Point annotation dataset records:
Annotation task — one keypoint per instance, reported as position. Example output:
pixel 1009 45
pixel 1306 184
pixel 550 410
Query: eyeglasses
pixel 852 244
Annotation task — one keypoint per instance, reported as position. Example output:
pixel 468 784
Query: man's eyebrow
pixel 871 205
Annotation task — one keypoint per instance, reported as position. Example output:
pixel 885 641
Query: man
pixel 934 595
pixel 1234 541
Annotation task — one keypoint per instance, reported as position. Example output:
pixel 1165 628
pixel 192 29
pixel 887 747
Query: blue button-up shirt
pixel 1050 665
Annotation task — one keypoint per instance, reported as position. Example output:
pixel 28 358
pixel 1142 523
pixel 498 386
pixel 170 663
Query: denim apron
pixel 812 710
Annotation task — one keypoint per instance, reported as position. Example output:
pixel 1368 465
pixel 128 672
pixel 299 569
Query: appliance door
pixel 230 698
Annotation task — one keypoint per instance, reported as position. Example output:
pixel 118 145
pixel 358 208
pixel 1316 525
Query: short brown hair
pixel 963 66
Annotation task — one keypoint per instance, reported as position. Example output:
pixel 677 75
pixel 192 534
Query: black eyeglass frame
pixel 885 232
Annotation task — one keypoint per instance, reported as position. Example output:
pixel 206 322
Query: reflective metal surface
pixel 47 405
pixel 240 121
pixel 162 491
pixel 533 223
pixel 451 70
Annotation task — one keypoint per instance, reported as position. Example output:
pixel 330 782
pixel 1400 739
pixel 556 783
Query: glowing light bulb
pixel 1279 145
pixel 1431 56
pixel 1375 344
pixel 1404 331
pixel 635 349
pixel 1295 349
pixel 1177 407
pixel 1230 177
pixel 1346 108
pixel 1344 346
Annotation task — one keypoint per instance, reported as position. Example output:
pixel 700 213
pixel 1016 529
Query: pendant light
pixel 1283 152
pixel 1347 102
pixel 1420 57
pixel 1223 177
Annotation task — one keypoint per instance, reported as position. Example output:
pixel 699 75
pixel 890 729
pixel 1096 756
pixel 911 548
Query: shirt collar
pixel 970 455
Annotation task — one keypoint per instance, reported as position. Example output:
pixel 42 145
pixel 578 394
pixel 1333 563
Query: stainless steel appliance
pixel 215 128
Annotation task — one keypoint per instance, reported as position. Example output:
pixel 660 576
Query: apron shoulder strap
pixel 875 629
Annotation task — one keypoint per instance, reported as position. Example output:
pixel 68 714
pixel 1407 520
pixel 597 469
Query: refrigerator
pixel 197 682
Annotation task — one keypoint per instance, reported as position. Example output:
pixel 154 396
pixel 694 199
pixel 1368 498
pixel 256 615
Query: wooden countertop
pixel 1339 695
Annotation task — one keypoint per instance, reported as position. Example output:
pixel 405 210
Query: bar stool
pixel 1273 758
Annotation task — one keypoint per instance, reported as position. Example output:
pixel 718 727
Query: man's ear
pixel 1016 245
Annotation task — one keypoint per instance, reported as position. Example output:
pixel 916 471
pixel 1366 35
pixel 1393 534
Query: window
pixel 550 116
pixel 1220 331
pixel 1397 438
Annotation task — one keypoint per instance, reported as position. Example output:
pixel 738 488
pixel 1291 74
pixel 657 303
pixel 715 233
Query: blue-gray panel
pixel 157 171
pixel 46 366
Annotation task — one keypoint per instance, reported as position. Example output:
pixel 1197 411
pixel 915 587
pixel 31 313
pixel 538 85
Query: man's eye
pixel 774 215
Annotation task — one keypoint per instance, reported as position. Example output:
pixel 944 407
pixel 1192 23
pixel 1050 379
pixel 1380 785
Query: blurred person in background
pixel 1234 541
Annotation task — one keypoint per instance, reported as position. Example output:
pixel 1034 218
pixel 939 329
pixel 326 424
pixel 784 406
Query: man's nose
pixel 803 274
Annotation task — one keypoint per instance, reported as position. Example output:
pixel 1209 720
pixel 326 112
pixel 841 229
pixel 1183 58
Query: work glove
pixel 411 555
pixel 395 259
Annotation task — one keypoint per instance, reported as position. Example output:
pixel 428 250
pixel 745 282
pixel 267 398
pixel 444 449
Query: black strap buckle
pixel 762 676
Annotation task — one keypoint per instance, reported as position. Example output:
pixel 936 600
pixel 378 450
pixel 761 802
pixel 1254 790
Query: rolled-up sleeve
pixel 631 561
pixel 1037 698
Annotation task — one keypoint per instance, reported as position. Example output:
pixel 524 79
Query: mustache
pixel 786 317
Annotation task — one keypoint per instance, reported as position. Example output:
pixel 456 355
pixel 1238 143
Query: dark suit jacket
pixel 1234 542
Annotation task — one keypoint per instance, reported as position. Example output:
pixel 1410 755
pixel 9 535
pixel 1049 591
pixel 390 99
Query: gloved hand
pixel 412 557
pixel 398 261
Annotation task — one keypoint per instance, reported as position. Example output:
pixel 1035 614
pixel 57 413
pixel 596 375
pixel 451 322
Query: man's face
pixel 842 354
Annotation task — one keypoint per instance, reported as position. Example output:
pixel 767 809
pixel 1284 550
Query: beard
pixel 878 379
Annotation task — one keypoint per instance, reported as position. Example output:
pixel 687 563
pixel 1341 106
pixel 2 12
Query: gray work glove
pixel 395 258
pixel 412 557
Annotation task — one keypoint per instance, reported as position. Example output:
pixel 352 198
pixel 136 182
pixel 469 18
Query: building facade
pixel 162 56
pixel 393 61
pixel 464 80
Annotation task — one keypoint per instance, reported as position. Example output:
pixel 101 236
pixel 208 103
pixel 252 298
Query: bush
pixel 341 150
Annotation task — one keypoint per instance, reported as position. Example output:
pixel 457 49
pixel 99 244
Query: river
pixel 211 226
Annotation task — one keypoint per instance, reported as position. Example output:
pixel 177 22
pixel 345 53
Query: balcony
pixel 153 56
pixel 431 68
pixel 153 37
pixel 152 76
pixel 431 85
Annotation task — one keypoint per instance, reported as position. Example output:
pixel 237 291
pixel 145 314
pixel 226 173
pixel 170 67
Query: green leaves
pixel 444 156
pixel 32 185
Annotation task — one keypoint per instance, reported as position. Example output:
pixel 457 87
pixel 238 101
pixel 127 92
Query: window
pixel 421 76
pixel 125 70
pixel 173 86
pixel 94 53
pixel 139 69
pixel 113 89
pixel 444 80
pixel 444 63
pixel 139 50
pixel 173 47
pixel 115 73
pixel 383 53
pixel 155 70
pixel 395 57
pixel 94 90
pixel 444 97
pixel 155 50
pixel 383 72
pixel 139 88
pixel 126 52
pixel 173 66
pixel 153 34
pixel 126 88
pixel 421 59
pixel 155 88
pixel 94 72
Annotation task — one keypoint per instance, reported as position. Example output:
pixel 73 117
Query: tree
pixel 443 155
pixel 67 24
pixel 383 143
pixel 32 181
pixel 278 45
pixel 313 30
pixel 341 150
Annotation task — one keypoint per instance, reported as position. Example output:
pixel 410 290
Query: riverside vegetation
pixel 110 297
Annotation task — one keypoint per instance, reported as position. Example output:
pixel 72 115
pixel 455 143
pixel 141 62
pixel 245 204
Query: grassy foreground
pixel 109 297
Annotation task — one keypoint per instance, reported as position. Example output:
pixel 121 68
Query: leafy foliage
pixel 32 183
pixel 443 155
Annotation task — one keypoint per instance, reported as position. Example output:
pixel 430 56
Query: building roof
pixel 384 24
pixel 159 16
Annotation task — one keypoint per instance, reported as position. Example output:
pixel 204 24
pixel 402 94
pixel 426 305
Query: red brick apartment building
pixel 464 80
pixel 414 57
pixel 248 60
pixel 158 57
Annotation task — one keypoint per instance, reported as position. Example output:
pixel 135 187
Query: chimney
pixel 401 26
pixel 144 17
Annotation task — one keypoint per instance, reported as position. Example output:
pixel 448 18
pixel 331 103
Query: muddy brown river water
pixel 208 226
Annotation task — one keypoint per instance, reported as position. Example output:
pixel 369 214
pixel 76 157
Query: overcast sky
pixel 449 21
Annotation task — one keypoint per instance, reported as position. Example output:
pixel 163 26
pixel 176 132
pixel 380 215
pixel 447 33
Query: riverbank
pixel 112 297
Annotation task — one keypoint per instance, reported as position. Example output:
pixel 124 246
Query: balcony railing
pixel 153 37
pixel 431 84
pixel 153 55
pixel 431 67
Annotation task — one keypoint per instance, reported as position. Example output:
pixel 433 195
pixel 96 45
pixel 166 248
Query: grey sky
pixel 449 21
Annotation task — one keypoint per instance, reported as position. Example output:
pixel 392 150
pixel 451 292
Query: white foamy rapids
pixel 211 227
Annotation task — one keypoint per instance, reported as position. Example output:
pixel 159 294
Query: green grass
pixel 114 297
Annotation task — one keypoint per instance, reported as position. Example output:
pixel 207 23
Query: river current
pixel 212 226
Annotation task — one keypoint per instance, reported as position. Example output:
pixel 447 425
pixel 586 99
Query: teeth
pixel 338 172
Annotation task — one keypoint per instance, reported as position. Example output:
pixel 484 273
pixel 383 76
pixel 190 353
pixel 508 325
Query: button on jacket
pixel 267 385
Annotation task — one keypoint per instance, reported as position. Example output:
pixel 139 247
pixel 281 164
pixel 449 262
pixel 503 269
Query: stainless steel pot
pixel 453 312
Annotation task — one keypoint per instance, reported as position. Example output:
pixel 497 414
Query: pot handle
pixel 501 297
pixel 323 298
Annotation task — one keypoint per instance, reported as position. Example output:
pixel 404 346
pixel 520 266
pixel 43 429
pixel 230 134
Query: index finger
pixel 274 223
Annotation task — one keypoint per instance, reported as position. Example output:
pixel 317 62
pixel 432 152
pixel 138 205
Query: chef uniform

WORK TO COMPLETE
Gather every line of the listing above that contains the string "black" and copy each one in full. Count only matches with the same capitalization.

EXERCISE RESPONSE
Query: black eyeglass frame
Query: black strap buckle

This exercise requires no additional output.